### [Exercise]
Give only the number of lines in the records that contain the string "tree", with case counting.

### [Supplied material]
════════
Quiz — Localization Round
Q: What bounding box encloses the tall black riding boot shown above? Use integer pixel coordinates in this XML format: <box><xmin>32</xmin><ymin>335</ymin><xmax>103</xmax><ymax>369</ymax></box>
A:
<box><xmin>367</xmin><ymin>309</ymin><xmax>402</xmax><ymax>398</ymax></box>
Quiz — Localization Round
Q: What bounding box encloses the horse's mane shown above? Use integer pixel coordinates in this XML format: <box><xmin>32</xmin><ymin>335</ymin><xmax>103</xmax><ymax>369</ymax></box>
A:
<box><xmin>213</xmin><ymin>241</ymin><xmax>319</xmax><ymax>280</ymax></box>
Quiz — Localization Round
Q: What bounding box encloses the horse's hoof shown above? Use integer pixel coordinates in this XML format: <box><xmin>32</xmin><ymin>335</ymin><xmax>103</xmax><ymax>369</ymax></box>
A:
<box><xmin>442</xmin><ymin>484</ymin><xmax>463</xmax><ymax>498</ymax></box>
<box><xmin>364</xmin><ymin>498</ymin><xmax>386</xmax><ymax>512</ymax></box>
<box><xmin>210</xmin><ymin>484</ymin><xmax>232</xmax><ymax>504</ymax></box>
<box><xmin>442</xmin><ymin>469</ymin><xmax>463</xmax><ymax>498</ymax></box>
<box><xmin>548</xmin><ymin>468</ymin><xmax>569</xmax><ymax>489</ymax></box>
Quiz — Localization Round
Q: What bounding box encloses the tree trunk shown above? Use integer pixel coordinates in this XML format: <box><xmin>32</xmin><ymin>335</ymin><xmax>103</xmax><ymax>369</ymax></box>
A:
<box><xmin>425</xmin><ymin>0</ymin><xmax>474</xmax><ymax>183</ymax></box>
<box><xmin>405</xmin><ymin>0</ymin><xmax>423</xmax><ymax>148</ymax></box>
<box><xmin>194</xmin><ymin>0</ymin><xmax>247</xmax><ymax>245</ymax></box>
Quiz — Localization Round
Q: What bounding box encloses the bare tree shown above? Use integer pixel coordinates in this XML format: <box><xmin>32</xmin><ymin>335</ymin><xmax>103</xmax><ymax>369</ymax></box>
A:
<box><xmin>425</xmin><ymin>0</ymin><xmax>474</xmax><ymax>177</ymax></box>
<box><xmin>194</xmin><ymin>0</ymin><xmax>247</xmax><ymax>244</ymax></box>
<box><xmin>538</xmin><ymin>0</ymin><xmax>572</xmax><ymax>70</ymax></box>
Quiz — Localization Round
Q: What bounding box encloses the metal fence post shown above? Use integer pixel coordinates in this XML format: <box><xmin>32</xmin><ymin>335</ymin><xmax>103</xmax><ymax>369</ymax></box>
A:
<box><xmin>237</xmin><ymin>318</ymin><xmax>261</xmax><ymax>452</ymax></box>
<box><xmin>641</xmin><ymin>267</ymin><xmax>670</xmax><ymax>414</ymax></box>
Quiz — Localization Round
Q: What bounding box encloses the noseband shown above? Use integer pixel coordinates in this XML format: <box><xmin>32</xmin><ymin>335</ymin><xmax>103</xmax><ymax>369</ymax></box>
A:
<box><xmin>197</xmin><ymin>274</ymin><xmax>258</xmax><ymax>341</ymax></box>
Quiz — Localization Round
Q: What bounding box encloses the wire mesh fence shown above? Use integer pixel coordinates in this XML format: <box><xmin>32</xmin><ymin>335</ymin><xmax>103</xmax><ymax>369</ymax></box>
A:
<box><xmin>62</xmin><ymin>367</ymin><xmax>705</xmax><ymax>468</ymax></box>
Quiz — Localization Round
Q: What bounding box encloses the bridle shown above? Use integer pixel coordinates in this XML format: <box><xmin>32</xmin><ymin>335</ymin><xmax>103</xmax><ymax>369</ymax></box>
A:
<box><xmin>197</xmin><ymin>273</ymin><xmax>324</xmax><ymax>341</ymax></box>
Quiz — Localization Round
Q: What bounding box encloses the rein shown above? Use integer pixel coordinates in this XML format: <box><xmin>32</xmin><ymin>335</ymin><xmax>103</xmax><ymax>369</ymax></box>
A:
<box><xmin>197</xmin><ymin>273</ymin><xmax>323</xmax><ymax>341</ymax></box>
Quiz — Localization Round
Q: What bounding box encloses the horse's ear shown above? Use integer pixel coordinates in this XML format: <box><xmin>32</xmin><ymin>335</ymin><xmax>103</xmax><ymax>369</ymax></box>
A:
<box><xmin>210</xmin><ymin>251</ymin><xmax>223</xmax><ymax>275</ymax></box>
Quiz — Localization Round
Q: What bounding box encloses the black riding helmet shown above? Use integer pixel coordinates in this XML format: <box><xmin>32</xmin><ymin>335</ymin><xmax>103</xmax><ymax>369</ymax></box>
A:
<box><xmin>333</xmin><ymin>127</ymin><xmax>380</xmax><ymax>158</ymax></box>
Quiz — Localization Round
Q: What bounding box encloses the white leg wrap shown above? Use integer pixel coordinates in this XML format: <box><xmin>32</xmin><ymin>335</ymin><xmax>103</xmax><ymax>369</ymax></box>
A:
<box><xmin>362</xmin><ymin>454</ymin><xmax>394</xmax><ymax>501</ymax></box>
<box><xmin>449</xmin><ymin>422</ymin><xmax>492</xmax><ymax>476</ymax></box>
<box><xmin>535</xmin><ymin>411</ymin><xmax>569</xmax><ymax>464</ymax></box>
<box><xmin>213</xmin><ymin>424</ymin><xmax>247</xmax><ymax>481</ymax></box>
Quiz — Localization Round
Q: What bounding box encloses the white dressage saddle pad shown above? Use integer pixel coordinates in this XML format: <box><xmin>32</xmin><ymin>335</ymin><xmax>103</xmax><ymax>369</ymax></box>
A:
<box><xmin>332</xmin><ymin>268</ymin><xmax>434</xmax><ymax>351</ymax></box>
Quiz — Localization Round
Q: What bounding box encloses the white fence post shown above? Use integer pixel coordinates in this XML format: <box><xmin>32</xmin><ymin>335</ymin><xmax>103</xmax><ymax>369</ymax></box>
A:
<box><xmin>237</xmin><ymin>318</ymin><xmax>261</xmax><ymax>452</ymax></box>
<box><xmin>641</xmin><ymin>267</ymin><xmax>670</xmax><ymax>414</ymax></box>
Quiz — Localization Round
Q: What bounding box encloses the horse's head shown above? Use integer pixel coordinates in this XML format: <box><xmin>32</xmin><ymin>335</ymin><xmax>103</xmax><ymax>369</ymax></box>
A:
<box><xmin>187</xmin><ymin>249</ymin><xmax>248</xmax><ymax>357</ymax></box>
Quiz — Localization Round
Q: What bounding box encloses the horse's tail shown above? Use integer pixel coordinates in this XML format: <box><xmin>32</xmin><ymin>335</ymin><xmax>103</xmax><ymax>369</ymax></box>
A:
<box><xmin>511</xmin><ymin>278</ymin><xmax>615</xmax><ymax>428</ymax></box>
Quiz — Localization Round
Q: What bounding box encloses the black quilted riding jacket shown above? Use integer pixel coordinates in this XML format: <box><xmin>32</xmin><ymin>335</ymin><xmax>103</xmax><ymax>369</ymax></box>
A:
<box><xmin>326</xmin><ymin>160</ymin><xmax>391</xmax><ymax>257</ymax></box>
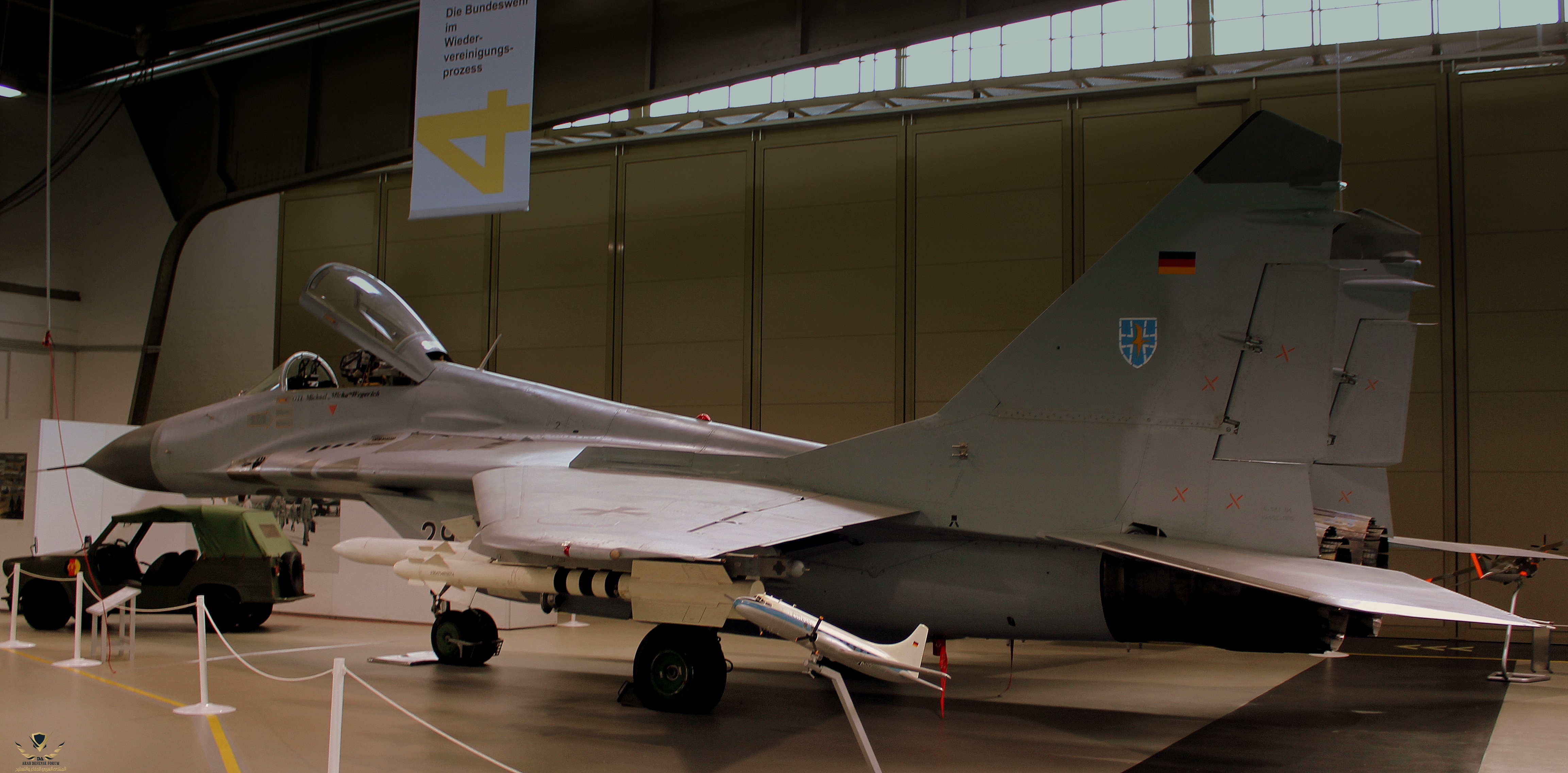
════════
### [Problem solution]
2